** Set task **
Reproduce the material below in full, substituting "one point per instance" for every occurrence of "a dot for each instance" and leaving all other text unchanged.

** Stored data **
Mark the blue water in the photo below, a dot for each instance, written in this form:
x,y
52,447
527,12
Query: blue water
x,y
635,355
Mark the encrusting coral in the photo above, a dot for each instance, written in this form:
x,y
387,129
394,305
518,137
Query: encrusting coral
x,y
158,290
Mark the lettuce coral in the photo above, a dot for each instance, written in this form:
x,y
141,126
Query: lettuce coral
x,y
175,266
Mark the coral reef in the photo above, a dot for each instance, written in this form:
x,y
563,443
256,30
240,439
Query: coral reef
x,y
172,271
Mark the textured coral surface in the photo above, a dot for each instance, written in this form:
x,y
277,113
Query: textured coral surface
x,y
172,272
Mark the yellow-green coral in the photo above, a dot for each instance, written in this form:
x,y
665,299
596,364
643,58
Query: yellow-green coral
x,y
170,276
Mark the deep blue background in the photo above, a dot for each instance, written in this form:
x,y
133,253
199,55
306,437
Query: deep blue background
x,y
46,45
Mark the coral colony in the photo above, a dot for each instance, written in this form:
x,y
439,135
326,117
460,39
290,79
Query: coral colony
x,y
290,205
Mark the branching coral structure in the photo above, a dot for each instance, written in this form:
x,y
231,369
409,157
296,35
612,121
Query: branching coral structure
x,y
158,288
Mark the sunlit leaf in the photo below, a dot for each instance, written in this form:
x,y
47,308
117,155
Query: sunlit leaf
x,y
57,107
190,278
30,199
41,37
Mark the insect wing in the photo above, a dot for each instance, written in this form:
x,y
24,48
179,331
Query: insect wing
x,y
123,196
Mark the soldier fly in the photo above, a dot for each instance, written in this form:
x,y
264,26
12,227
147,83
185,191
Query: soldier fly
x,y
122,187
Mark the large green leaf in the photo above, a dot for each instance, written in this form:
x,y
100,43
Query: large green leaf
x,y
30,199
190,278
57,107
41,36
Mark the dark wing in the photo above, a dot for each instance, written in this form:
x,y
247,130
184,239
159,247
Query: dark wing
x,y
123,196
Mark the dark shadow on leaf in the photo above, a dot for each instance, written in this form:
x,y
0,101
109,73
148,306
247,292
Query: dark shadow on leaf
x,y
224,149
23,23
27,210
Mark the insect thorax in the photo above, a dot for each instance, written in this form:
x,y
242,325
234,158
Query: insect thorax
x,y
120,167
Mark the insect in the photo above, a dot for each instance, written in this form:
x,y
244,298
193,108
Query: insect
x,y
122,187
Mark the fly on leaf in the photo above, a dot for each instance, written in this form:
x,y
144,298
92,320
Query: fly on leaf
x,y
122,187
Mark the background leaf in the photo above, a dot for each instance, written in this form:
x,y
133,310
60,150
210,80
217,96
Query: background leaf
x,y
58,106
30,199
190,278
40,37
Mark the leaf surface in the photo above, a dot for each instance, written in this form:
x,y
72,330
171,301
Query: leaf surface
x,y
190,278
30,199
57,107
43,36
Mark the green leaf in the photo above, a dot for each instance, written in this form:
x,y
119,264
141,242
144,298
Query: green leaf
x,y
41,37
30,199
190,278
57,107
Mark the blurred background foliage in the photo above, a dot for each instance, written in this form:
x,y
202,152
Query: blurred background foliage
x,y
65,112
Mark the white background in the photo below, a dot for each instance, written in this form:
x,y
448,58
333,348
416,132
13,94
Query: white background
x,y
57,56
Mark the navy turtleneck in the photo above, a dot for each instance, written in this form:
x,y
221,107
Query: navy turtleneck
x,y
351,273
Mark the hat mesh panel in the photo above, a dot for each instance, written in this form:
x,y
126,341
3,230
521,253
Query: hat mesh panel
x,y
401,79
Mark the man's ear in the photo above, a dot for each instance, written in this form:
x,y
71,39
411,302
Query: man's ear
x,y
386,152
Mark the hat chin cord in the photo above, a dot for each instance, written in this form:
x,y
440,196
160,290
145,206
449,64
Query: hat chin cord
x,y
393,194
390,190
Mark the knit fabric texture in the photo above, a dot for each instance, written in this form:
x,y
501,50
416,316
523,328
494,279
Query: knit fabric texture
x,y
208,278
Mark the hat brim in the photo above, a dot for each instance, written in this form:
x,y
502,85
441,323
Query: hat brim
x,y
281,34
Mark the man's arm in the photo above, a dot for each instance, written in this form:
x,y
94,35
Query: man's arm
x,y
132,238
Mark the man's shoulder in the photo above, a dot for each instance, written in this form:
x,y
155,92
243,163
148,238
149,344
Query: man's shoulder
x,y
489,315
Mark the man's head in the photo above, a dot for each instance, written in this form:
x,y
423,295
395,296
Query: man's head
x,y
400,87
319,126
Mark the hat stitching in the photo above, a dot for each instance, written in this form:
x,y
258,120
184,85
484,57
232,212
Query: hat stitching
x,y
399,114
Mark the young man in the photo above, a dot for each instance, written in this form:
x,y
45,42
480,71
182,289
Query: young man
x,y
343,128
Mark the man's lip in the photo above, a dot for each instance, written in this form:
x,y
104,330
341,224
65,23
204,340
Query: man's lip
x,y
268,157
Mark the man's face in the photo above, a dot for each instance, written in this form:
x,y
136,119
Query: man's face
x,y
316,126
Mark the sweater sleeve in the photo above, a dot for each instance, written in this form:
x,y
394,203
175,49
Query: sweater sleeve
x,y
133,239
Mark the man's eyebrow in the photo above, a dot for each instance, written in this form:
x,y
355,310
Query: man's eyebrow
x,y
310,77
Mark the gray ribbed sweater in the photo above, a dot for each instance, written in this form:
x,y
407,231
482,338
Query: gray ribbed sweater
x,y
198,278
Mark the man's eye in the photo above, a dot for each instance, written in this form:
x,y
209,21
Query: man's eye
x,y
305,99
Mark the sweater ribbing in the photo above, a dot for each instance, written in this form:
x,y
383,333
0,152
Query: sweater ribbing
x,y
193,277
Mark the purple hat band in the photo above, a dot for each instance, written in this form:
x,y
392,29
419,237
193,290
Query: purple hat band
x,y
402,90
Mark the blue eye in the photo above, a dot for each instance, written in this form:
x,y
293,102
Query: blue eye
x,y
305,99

** Problem solution **
Mark the blue water in the photo below, one point per instance, written in this form:
x,y
52,447
527,12
Query: blue water
x,y
635,355
Mark the encrusting coral in the photo above, one point per instance, written in this form:
x,y
387,129
394,305
518,137
Query: encrusting coral
x,y
158,290
Mark the lettuce coral in the photo above, one point per instance, written in this form:
x,y
141,126
Query: lettuce coral
x,y
175,266
Mark the coral reef in the photo above, one point per instance, written in this form:
x,y
563,443
256,30
240,439
Query: coral reef
x,y
172,271
Mark the textured coral surface in the photo above, one point per instance, written in this form:
x,y
277,113
Query: textured coral surface
x,y
172,272
Mark the yellow-green coral in the photo above, one point per instance, written in this form:
x,y
665,299
596,364
643,58
Query: yellow-green coral
x,y
170,276
Mark the deep blue background in the photo above, one point per instance, written in this form:
x,y
133,253
199,55
306,437
Query: deep blue background
x,y
46,45
Mark the coral colony in the photo above, one point per instance, written in this form:
x,y
439,135
326,117
460,39
290,79
Query: coral colony
x,y
290,205
Mark the branching coral structure in the photo above, one point per instance, written in this form:
x,y
231,369
409,157
296,35
612,121
Query: branching coral structure
x,y
158,288
Mark the sunlit leaf in the photo below, one point per instance, written in this form:
x,y
47,308
117,155
Query: sunlit leaf
x,y
57,107
190,278
30,199
41,37
Mark the insect wing in the photo above, one point per instance, written in this form:
x,y
24,48
179,331
Query: insect wing
x,y
123,196
Mark the soldier fly in the photo above, one point per instance, written in this form:
x,y
264,26
12,227
147,83
185,191
Query: soldier fly
x,y
122,187
Mark the large green leaf in the photo above, one point per instance, written in this form:
x,y
100,43
Query: large green leaf
x,y
30,199
190,278
57,107
41,36
Mark the dark wing in the photo above, one point per instance, written in this form:
x,y
247,130
184,239
159,247
Query: dark wing
x,y
123,196
Mark the dark shadow on leaf in the photo above, one point per instance, written in this form:
x,y
0,101
109,73
148,306
247,292
Query: dark shadow on leaf
x,y
224,149
23,23
27,210
Mark the insect thorax in the photo above, one point per instance, written in this form:
x,y
242,325
234,158
Query: insect thorax
x,y
120,167
Mark the insect in the photo above, one point per instance, written in this form:
x,y
244,298
193,108
Query: insect
x,y
122,187
Mark the fly on leaf in the photo above, one point per instance, written in this form:
x,y
144,298
92,320
Query: fly on leaf
x,y
122,187
Mark the background leaf in the photo above, one point per instance, written in this form:
x,y
133,310
60,150
210,80
217,96
Query: background leaf
x,y
58,106
30,199
190,278
40,37
Mark the leaf surface in the photo above, one point per instance, written in this form:
x,y
72,330
171,301
Query: leaf surface
x,y
190,278
30,199
57,107
43,36
Mark the green leaf in the photo above, one point per instance, written in this form:
x,y
119,264
141,242
144,298
Query: green leaf
x,y
41,37
30,199
190,278
57,107
Mark the blurred background foliage in the photo above, one point per instance, written in this form:
x,y
202,152
Query: blurred background foliage
x,y
65,112
Mark the white background in the photo below, one point per instance, written in this form:
x,y
448,58
333,348
416,132
13,94
Query: white background
x,y
57,56
Mark the navy turtleneck in the photo above, one point per instance, written in this form:
x,y
221,107
Query: navy turtleneck
x,y
351,273
Mark the hat mesh panel in the photo above, one point per instance, written in this form:
x,y
126,341
3,230
521,253
Query: hat mesh panel
x,y
401,79
Mark the man's ear in the photo above, one point per instance, written in this form:
x,y
71,39
411,302
Query: man's ear
x,y
386,152
Mark the hat chin cord in the photo above, one point per instance, written in this form:
x,y
440,196
160,290
145,206
449,64
Query: hat chin cord
x,y
393,194
390,190
Mark the knit fabric texture in the photo above, one point per instance, written in this form:
x,y
501,50
416,316
523,328
494,279
Query: knit fabric texture
x,y
208,278
Mark the hat brim in the photo above, one point per instance, written in this form:
x,y
502,85
441,323
Query: hat brim
x,y
281,34
Mark the man's arm in the photo above, one point per instance, written in this form:
x,y
94,35
Query: man's arm
x,y
132,238
Mark the man's shoulder in the photo above, one point per instance, written in this form:
x,y
155,92
243,163
148,238
149,344
Query: man's shoulder
x,y
489,315
Mark the man's head in the photo above, one point per instance, written in this form:
x,y
423,295
395,296
Query: man's head
x,y
400,87
319,126
Mark the hat stitching in the photo above, one point per instance, written in this form:
x,y
258,120
184,85
484,57
232,212
Query: hat stitching
x,y
399,114
Mark the young man in the photo above, one point per instance, written in this form:
x,y
45,42
480,71
182,289
Query: young man
x,y
343,128
Mark the man's lip in the photo above, one point per instance, written in this form:
x,y
104,330
341,224
65,23
204,340
Query: man's lip
x,y
268,157
Mark the man's face in the photo above, one point per instance, written in this form:
x,y
136,119
Query: man's face
x,y
316,126
Mark the sweater sleeve in the photo above, one point per instance, written in this form:
x,y
394,203
175,49
Query: sweater sleeve
x,y
133,239
Mark the man's eyebrow in the photo above, one point per instance, written in this form:
x,y
355,310
Query: man's eyebrow
x,y
310,77
Mark the gray ribbed sweater in the photo above, one point per instance, written in this form:
x,y
407,231
482,338
Query: gray ribbed sweater
x,y
198,278
Mark the man's eye in the photo above, one point per instance, written in this form:
x,y
209,21
Query: man's eye
x,y
305,99
Mark the sweater ribbing in the photo above, one point per instance, written in this form:
x,y
383,333
0,152
Query: sweater ribbing
x,y
193,277
Mark the purple hat band in the photo above, one point per instance, written in this form:
x,y
392,29
419,237
193,290
Query: purple hat band
x,y
402,90
Mark the blue eye in the photo above, one point per instance, written in this form:
x,y
293,102
Query: blue eye
x,y
305,99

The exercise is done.